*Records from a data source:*

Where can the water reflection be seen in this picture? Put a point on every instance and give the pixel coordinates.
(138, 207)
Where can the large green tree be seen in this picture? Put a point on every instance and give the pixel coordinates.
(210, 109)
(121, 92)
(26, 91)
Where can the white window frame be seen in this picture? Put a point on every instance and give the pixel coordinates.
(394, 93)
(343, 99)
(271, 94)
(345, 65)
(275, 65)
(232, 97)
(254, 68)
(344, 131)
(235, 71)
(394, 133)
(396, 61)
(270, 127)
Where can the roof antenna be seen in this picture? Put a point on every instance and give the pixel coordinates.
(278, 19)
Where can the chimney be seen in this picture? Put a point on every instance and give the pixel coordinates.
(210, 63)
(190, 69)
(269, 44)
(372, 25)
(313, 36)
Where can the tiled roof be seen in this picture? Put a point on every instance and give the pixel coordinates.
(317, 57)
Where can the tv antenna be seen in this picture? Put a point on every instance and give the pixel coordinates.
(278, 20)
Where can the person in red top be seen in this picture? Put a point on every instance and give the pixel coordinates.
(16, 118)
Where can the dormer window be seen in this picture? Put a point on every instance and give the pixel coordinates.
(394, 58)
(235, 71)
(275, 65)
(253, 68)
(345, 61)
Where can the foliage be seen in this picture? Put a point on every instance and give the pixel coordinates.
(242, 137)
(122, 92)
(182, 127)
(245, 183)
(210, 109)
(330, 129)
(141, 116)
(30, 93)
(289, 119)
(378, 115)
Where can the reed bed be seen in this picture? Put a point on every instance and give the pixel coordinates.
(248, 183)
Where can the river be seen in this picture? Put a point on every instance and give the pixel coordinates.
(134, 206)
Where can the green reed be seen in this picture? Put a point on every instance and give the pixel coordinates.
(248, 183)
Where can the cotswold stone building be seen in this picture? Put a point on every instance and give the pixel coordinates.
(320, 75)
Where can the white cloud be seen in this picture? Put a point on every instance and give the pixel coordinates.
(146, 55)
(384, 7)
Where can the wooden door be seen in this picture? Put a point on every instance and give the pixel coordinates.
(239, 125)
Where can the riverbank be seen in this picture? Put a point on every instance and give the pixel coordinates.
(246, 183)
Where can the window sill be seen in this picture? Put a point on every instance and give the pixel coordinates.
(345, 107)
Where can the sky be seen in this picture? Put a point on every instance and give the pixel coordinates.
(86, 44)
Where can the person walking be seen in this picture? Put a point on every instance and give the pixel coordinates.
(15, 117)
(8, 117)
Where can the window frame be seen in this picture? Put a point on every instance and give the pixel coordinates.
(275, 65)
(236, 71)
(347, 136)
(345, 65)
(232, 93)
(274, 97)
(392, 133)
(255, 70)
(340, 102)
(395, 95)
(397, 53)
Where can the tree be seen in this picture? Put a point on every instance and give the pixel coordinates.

*EXERCISE OBJECTIVE:* Write down the entries above again. Copy them word for word.

*EXERCISE OUTPUT:*
Where can the water reflection be seen in this picture? Put a point on every instance and give the pixel coordinates.
(138, 207)
Where can the large green tree be seen in this picture? Put a point on every instance and give the pixel coordinates.
(210, 109)
(121, 92)
(26, 91)
Where can the white window frame be seen in this picture? Put a point on every instance and give the pixel coordinates.
(394, 93)
(343, 99)
(271, 94)
(345, 65)
(275, 65)
(232, 97)
(254, 68)
(344, 131)
(235, 71)
(394, 133)
(396, 61)
(270, 127)
Where can the roof antenna be seen in this picture? Put a point on every instance and give the pixel coordinates.
(278, 19)
Where can the chimney be seen in this picture? Put a point on every instance and give the pixel coordinates.
(210, 63)
(190, 69)
(269, 44)
(372, 25)
(313, 36)
Where can the tiled roof be seen in this picture? Put a point on every instance and give the pixel coordinates.
(317, 57)
Where can the tv antenna be seen in this picture? Put a point on every instance and give the pixel coordinates.
(278, 20)
Where can the person in red top be seen in this picture? Put a point on every instance and give the pixel coordinates.
(16, 118)
Where can the dormer window be seen in this picture? Put a point on every instance and give the pixel coordinates.
(394, 58)
(235, 71)
(275, 65)
(253, 68)
(345, 61)
Where can the foliage be seen in this picture? Put a point on every instance and give the pixel coordinates.
(242, 137)
(122, 92)
(182, 127)
(245, 183)
(210, 109)
(330, 129)
(141, 116)
(30, 93)
(289, 119)
(378, 115)
Where can the reed bed be seen in this picture? Put a point on every instance and give the pixel coordinates.
(248, 183)
Where can the river be seen in this picture? Put a point on every instance and give the pixel coordinates.
(134, 206)
Where can the green reed be seen in this picture? Put a point on every instance and give the pixel coordinates.
(248, 183)
Where can the cotswold stone building be seen in this picture? Put a point on every instance and give the pixel coordinates.
(320, 75)
Where can the white cloud be seen in this picture? Put a point on every instance and give the pixel coordinates.
(146, 55)
(384, 7)
Where can the wooden door be seen in this picture? Put a point on every instance and give the pixel coordinates.
(239, 125)
Where can the riverbank be seen in this picture? Put a point on every instance and give the pixel coordinates.
(246, 183)
Where can the window sill be seen in this picture? Put a point on every instance and give the pixel coordinates.
(345, 107)
Where can the sky be seen in this picture? Put a point on every instance and give the pixel coordinates.
(86, 44)
Where can the person walking be seen in this picture? Put a point on every instance and give the pixel coordinates.
(15, 117)
(8, 117)
Where can the window frame be seen in this picture? Put a point on every instance and give the pixel coordinates.
(275, 65)
(236, 71)
(347, 136)
(345, 65)
(232, 93)
(274, 97)
(392, 133)
(255, 70)
(340, 102)
(395, 95)
(397, 53)
Where can the tree be seen in this picture? Put a point on every instance and give the pixel coordinates.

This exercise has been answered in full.